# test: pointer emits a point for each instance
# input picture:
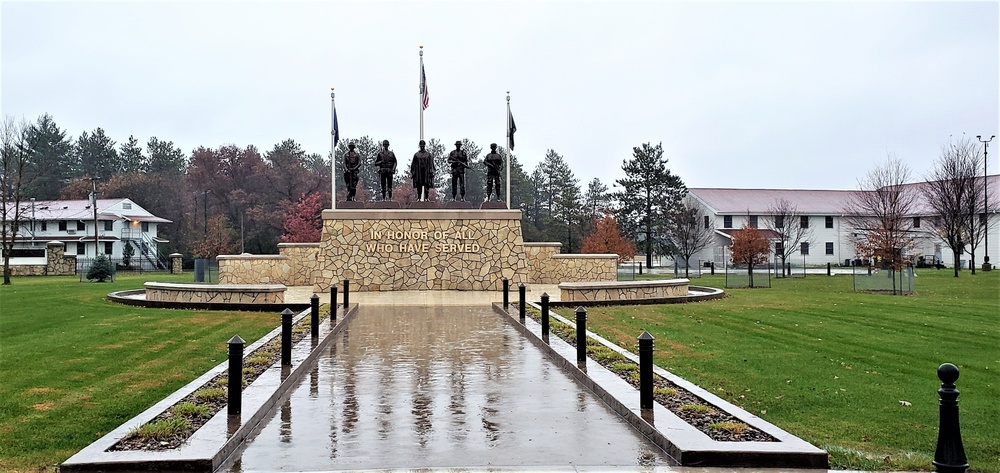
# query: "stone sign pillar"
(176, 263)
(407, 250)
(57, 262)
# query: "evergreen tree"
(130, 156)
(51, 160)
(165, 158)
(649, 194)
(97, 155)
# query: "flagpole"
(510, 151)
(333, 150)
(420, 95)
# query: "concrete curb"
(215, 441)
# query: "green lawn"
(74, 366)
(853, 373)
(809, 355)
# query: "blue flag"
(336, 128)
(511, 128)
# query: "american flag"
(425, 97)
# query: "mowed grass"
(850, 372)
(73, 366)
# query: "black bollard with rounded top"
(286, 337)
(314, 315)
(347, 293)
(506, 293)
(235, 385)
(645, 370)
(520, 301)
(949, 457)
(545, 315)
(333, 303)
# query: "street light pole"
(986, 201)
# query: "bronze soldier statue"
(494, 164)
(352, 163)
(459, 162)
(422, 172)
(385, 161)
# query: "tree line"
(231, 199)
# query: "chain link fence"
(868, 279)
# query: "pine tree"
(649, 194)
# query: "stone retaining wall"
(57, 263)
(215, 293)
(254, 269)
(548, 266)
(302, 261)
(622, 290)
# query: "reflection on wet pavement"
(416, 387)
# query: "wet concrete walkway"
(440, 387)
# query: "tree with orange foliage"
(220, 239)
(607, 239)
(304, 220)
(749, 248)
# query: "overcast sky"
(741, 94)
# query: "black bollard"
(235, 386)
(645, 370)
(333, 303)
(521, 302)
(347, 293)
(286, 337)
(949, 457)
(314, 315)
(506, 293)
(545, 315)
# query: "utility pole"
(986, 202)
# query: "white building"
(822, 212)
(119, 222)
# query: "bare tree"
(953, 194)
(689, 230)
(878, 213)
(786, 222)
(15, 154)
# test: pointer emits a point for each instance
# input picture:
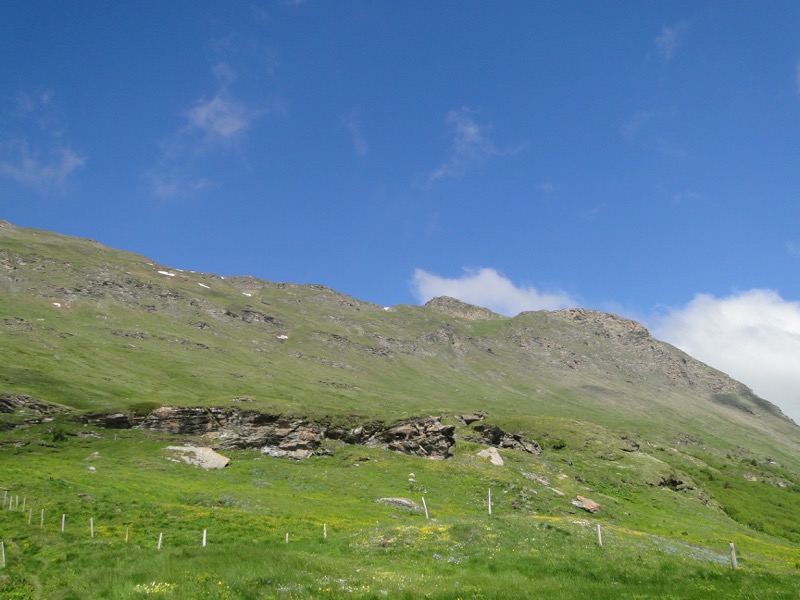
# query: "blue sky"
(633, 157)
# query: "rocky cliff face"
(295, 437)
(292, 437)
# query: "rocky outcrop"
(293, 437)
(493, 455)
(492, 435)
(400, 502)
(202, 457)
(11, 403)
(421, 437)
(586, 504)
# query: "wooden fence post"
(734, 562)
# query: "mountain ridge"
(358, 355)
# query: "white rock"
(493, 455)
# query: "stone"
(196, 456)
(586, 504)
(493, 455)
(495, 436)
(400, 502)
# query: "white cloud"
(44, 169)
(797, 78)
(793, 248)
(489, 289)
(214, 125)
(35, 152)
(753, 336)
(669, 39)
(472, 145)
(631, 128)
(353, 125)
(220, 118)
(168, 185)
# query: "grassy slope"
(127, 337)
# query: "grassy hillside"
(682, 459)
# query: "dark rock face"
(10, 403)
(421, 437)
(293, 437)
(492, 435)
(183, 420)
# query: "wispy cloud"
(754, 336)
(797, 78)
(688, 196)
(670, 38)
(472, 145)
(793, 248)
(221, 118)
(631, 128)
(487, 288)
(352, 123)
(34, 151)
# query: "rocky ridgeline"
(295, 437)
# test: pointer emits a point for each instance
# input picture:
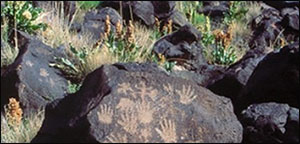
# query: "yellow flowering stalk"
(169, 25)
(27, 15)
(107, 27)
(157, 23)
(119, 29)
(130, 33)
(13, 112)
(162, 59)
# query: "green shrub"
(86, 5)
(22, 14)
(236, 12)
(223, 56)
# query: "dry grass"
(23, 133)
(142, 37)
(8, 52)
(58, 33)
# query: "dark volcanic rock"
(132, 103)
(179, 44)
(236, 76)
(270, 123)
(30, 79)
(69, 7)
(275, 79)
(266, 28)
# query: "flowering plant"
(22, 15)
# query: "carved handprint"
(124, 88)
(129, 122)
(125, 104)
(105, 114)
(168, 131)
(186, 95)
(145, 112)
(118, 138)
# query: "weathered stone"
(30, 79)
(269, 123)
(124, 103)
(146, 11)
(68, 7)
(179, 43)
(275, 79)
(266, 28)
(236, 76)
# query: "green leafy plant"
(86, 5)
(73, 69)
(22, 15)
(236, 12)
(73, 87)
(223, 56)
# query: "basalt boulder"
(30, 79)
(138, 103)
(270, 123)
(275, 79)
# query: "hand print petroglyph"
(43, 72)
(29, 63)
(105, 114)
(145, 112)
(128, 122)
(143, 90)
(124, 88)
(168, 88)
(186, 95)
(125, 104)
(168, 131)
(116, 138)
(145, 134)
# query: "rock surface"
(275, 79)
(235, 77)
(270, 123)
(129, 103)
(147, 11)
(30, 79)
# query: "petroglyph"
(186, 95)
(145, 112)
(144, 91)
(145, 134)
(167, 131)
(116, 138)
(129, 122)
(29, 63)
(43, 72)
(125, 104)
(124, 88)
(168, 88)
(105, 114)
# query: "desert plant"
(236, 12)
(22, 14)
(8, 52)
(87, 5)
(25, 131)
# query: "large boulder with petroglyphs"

* * * * *

• WHAT IS BEING ASKED
Print all the records again exactly; do not include any picture.

• OUTPUT
# test: pointer emits a point for each instance
# input picture:
# query: "stone sign pillar"
(176, 263)
(407, 250)
(57, 262)
# query: "evergreen tree"
(130, 156)
(51, 160)
(165, 158)
(649, 194)
(97, 155)
# query: "flagpole"
(510, 151)
(333, 150)
(420, 95)
# query: "concrete curb"
(215, 441)
# query: "green lawn"
(74, 366)
(853, 373)
(809, 355)
# query: "blue flag"
(336, 128)
(511, 128)
# query: "american flag"
(425, 97)
# query: "mowed grass"
(850, 372)
(73, 366)
# query: "black bollard with rounded top"
(286, 337)
(314, 315)
(347, 293)
(506, 293)
(235, 385)
(645, 370)
(520, 301)
(949, 457)
(545, 315)
(333, 303)
# query: "street light pole"
(986, 201)
# query: "bronze soldier statue"
(494, 164)
(352, 163)
(459, 162)
(422, 172)
(385, 161)
# query: "tree line"
(231, 199)
# query: "chain link fence"
(868, 279)
# query: "pine tree"
(649, 194)
# query: "stone retaining wall"
(57, 263)
(215, 293)
(254, 269)
(548, 266)
(302, 261)
(622, 290)
# query: "reflection on wet pavement"
(416, 387)
# query: "wet concrete walkway"
(440, 387)
# query: "tree with orange foliage"
(220, 239)
(607, 239)
(304, 220)
(749, 248)
# query: "overcast sky"
(741, 94)
# query: "black bollard"
(235, 386)
(645, 370)
(333, 303)
(521, 302)
(347, 293)
(286, 337)
(949, 457)
(314, 315)
(506, 293)
(545, 315)
# query: "utility pole"
(986, 202)
# query: "white building"
(822, 212)
(119, 222)
# query: "bare tree"
(953, 194)
(689, 230)
(878, 213)
(786, 222)
(15, 154)
# test: pointer emits a point for each instance
# input picture:
# query: "blue sky"
(633, 157)
# query: "rocky cliff face"
(295, 437)
(292, 437)
# query: "rocky outcrop"
(293, 437)
(493, 455)
(492, 435)
(400, 502)
(202, 457)
(11, 403)
(421, 437)
(586, 504)
# query: "wooden fence post"
(734, 562)
# query: "mountain ridge"
(358, 355)
# query: "white rock"
(493, 455)
# query: "stone"
(196, 456)
(586, 504)
(493, 455)
(495, 436)
(400, 502)
# query: "white cloud"
(44, 169)
(797, 78)
(793, 248)
(489, 289)
(214, 125)
(35, 152)
(753, 336)
(669, 39)
(472, 145)
(631, 128)
(353, 125)
(220, 118)
(168, 185)
# query: "grassy slope"
(127, 337)
# query: "grassy hillside"
(682, 459)
# query: "dark rock face"
(10, 403)
(421, 437)
(293, 437)
(492, 435)
(183, 420)
# query: "wispy cloud"
(754, 336)
(797, 78)
(688, 196)
(670, 38)
(472, 145)
(793, 248)
(221, 118)
(631, 128)
(487, 288)
(352, 123)
(34, 151)
# query: "rocky ridgeline"
(295, 437)
# test: pointer emits a point for each instance
# input picture:
# query: "yellow flowering stalk"
(169, 25)
(27, 15)
(107, 27)
(157, 23)
(119, 29)
(130, 33)
(13, 112)
(162, 59)
# query: "green shrub"
(86, 5)
(22, 14)
(236, 12)
(223, 56)
# query: "dry grass"
(23, 133)
(142, 37)
(8, 52)
(58, 33)
# query: "dark volcanic rock"
(132, 103)
(179, 44)
(236, 76)
(270, 123)
(30, 79)
(69, 7)
(275, 79)
(266, 28)
# query: "flowering plant"
(22, 15)
# query: "carved handprint"
(124, 88)
(129, 122)
(125, 104)
(105, 114)
(168, 131)
(186, 95)
(145, 112)
(118, 138)
# query: "weathered stone"
(30, 79)
(269, 123)
(124, 103)
(146, 11)
(68, 7)
(179, 43)
(275, 79)
(266, 28)
(236, 76)
# query: "green leafy plant"
(86, 5)
(73, 69)
(22, 15)
(236, 12)
(73, 87)
(223, 56)
# query: "basalt boulder"
(30, 79)
(138, 103)
(270, 123)
(275, 79)
# query: "hand print petroglyph"
(43, 72)
(29, 63)
(105, 114)
(145, 112)
(128, 122)
(143, 90)
(124, 88)
(168, 88)
(186, 95)
(125, 104)
(168, 131)
(116, 138)
(145, 134)
# query: "rock surface"
(275, 79)
(235, 77)
(270, 123)
(129, 103)
(147, 11)
(30, 79)
# query: "petroglyph"
(186, 95)
(145, 112)
(144, 91)
(145, 134)
(167, 131)
(116, 138)
(129, 122)
(29, 63)
(43, 72)
(125, 104)
(124, 88)
(168, 88)
(105, 114)
# query: "desert plant"
(236, 12)
(22, 14)
(8, 52)
(87, 5)
(25, 131)
# query: "large boulder with petroglyphs"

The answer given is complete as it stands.